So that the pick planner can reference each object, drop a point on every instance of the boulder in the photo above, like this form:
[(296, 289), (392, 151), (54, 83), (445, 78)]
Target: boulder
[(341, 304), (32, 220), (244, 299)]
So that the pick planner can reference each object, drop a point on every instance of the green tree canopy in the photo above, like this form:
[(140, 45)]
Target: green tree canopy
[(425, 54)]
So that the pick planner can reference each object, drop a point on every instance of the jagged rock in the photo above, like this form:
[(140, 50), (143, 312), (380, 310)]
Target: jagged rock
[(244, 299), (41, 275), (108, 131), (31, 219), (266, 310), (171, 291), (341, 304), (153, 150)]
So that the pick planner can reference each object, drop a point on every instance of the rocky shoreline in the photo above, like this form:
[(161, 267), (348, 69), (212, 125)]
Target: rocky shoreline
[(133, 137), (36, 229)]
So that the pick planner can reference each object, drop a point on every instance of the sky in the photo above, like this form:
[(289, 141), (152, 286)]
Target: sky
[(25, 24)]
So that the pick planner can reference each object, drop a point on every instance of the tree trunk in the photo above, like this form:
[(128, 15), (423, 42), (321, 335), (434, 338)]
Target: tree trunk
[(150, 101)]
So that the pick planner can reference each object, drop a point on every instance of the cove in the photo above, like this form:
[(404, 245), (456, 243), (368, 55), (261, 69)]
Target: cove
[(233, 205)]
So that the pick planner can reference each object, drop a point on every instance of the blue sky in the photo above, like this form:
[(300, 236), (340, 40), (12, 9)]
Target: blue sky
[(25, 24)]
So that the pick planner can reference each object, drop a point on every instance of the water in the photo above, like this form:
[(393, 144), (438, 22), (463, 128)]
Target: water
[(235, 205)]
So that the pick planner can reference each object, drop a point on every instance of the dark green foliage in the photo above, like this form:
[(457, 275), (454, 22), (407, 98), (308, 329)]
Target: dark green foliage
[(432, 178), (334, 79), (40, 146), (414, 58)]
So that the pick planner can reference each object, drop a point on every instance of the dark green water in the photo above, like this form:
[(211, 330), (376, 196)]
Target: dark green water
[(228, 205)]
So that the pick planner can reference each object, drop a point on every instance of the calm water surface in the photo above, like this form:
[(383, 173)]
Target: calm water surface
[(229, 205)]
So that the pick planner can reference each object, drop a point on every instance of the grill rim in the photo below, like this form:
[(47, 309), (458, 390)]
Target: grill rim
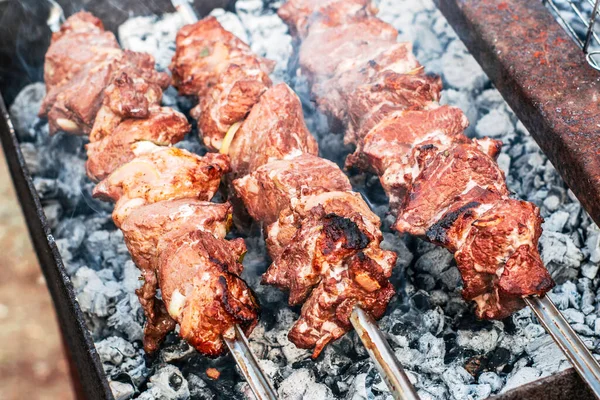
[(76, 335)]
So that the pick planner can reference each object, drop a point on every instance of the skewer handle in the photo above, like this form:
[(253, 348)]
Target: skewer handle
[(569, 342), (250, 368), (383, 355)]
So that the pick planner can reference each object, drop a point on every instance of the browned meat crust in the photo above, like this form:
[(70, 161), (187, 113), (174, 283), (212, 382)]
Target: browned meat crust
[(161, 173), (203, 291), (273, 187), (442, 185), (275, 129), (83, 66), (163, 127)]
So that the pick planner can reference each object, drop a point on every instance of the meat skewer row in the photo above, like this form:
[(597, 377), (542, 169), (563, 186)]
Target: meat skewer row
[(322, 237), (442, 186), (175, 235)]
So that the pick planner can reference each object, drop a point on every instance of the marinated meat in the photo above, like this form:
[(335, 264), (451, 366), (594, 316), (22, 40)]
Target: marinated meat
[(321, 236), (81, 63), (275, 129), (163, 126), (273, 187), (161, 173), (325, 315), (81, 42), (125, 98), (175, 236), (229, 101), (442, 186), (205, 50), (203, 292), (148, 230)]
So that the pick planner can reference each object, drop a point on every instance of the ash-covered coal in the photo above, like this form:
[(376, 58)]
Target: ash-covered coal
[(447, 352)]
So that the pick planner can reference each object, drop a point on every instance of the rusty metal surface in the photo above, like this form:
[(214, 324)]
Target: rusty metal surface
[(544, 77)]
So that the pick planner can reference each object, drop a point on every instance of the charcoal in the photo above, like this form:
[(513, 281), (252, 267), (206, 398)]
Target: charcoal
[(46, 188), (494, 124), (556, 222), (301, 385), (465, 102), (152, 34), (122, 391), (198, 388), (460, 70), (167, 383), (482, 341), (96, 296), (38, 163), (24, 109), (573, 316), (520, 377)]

· · · · ·

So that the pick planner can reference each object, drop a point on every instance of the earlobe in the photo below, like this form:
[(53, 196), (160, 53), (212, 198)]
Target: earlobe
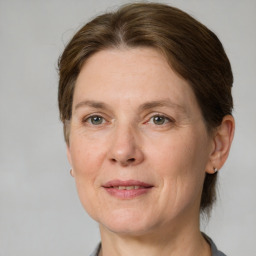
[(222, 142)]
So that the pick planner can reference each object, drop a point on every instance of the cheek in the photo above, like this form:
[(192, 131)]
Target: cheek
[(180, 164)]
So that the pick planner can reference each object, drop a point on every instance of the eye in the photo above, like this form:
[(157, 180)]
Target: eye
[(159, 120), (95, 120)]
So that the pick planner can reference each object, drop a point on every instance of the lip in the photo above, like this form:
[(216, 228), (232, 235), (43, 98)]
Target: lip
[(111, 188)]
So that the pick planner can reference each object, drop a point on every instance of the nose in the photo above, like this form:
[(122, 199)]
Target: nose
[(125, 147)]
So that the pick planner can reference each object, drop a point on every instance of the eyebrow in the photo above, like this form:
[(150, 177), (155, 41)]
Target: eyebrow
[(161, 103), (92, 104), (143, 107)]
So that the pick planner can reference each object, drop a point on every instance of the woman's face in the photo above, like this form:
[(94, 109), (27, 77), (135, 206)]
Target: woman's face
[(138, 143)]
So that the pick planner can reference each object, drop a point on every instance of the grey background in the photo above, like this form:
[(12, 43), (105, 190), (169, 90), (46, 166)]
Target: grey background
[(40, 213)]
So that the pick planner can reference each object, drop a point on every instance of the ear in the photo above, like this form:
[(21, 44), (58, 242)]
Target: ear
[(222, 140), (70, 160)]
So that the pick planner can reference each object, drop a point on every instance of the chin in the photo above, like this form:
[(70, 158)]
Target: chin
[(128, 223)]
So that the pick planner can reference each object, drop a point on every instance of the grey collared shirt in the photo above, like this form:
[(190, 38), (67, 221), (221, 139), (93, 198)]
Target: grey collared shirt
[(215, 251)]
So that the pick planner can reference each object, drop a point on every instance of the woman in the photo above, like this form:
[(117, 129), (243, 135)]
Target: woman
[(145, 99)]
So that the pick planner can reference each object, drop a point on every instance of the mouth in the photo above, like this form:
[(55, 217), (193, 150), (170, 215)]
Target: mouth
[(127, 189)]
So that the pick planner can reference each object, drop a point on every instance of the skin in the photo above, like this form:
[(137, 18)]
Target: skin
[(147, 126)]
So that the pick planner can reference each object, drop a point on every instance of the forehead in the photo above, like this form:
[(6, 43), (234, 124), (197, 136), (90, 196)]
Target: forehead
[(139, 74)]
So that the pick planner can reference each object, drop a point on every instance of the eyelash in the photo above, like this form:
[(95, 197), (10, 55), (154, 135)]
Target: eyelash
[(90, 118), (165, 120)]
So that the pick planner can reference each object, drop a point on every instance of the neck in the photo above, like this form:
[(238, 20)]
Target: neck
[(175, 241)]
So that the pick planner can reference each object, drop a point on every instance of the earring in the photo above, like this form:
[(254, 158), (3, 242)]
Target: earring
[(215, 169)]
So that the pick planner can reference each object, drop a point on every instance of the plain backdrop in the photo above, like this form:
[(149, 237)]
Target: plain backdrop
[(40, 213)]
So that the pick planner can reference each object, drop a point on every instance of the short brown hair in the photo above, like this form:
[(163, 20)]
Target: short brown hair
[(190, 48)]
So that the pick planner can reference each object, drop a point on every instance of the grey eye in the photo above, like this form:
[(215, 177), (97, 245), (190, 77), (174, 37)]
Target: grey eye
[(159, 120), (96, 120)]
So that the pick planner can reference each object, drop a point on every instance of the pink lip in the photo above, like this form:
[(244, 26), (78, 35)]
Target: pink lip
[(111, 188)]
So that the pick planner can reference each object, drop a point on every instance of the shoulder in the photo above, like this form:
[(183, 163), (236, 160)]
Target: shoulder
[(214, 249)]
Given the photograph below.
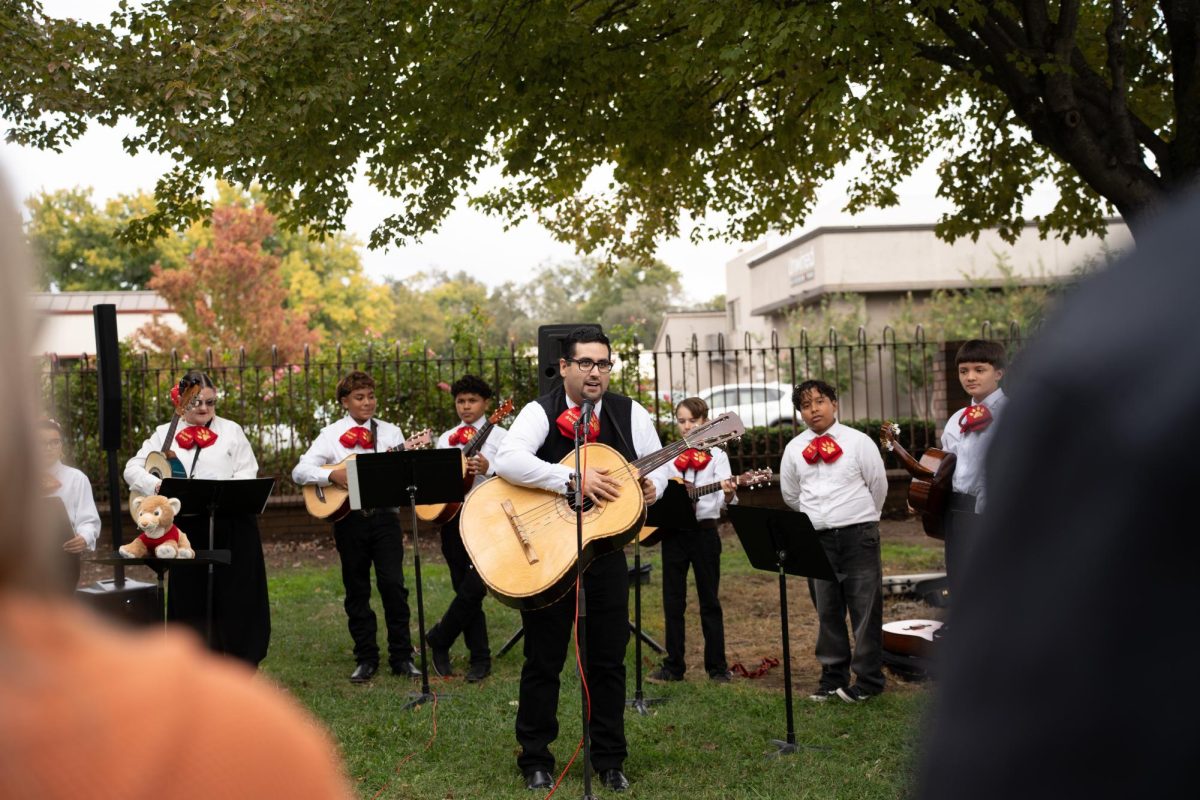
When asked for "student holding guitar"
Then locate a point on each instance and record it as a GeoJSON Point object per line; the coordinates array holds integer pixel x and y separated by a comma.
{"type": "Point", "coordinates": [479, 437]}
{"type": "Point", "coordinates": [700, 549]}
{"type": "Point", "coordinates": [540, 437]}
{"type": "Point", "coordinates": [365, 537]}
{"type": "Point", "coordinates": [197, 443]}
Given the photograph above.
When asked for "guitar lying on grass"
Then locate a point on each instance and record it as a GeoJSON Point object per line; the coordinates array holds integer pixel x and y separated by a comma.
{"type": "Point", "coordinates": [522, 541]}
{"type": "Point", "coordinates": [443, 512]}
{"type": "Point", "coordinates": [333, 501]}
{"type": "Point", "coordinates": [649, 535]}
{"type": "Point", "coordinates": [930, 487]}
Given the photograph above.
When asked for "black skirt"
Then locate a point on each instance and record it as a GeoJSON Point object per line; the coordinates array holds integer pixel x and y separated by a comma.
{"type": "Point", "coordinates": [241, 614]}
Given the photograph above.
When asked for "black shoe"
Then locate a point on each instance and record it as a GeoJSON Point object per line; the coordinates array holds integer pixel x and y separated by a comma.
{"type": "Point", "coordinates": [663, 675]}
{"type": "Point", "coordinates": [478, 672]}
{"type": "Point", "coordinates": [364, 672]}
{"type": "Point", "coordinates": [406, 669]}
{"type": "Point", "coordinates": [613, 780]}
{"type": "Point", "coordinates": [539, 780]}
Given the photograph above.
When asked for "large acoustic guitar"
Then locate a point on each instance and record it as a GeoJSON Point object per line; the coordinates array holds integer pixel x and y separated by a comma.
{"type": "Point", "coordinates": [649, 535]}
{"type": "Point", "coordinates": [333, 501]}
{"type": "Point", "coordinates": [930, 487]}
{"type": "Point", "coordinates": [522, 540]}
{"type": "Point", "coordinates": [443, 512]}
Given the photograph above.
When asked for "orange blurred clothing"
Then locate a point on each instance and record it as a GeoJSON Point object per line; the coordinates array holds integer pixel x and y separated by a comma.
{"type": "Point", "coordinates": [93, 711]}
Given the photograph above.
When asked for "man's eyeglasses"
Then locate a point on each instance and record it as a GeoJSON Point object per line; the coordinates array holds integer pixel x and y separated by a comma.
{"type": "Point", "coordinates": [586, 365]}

· · · · ·

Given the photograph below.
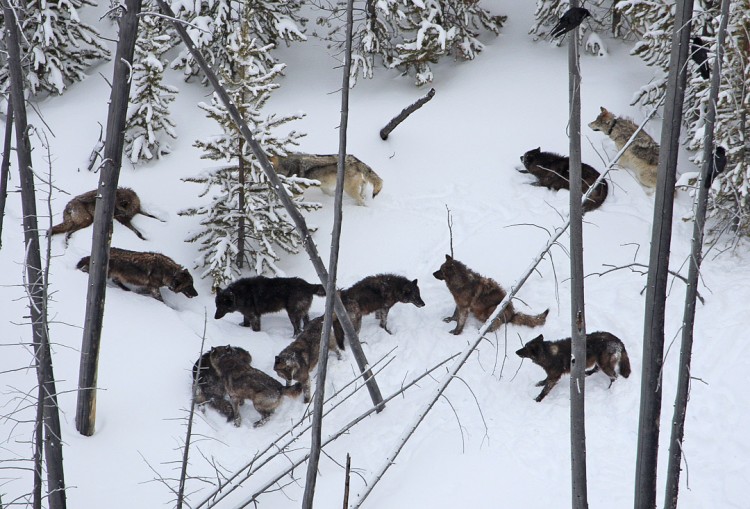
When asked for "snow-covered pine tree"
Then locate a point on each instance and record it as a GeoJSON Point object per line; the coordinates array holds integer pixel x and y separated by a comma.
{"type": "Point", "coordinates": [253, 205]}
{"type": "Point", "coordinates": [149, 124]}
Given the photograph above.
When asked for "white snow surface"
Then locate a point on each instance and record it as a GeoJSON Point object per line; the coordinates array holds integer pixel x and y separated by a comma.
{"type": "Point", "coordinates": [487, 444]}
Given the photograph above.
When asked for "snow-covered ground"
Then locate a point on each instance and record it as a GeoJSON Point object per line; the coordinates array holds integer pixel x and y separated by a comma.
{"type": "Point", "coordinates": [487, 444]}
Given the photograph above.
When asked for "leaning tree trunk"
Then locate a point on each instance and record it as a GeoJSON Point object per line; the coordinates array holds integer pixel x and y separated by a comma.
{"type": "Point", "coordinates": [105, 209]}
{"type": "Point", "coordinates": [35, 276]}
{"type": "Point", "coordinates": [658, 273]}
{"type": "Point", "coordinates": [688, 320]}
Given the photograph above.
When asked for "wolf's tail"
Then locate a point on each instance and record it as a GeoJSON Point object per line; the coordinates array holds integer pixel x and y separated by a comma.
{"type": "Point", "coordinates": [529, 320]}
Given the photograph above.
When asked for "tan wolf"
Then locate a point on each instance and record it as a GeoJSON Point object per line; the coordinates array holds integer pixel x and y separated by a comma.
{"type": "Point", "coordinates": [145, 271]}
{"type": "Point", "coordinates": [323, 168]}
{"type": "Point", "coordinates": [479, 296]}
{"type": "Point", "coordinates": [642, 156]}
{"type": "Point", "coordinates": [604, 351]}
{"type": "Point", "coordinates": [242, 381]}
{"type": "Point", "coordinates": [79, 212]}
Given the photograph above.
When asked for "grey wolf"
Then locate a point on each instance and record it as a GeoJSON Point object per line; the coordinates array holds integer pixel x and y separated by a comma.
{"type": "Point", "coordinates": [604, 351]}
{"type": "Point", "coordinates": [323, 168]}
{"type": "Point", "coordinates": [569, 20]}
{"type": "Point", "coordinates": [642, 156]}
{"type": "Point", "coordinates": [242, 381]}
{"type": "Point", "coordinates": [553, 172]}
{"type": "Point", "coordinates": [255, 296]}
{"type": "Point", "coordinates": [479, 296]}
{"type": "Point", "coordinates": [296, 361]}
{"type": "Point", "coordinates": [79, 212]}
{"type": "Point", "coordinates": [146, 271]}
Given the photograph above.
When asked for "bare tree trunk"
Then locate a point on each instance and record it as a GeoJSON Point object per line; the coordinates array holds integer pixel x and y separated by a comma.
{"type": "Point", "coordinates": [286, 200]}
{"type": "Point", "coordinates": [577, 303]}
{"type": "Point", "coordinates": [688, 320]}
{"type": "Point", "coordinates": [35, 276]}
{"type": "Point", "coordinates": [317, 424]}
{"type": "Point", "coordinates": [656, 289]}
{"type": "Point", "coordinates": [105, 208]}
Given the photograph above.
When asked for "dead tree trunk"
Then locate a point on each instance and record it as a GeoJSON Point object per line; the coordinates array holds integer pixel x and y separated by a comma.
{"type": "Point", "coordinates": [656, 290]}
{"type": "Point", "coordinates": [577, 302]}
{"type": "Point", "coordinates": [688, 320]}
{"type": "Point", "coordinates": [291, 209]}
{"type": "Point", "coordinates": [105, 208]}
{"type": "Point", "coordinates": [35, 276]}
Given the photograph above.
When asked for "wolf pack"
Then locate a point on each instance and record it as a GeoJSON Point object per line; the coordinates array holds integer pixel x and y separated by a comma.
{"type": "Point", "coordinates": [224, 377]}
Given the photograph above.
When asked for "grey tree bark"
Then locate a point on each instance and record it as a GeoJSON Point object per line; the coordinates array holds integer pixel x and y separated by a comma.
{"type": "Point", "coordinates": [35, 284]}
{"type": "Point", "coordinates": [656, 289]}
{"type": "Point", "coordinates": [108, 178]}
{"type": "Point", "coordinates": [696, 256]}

· · · · ·

Please swap "pick planner" for "grasp planner" in the material, beginning at the line that has "the grey eye" and stopping after the line that has "[(214, 249)]". Return only those lines, with nothing else changed.

Task result:
So that the grasp planner can reference each object, drop a point on every instance of the grey eye in the photo above, like this form:
[(215, 177), (97, 245), (190, 77), (174, 37)]
Target: grey eye
[(159, 120), (96, 120)]
So that the grasp planner can reference each object, drop a point on every instance of the pink lip in the photo above, like this form:
[(244, 26), (78, 35)]
Target: pink lip
[(111, 188)]
So that the grasp planner can reference each object, drop a point on every instance of the shoulder in the photo above, like this form:
[(183, 163), (236, 160)]
Target: shoulder
[(214, 249)]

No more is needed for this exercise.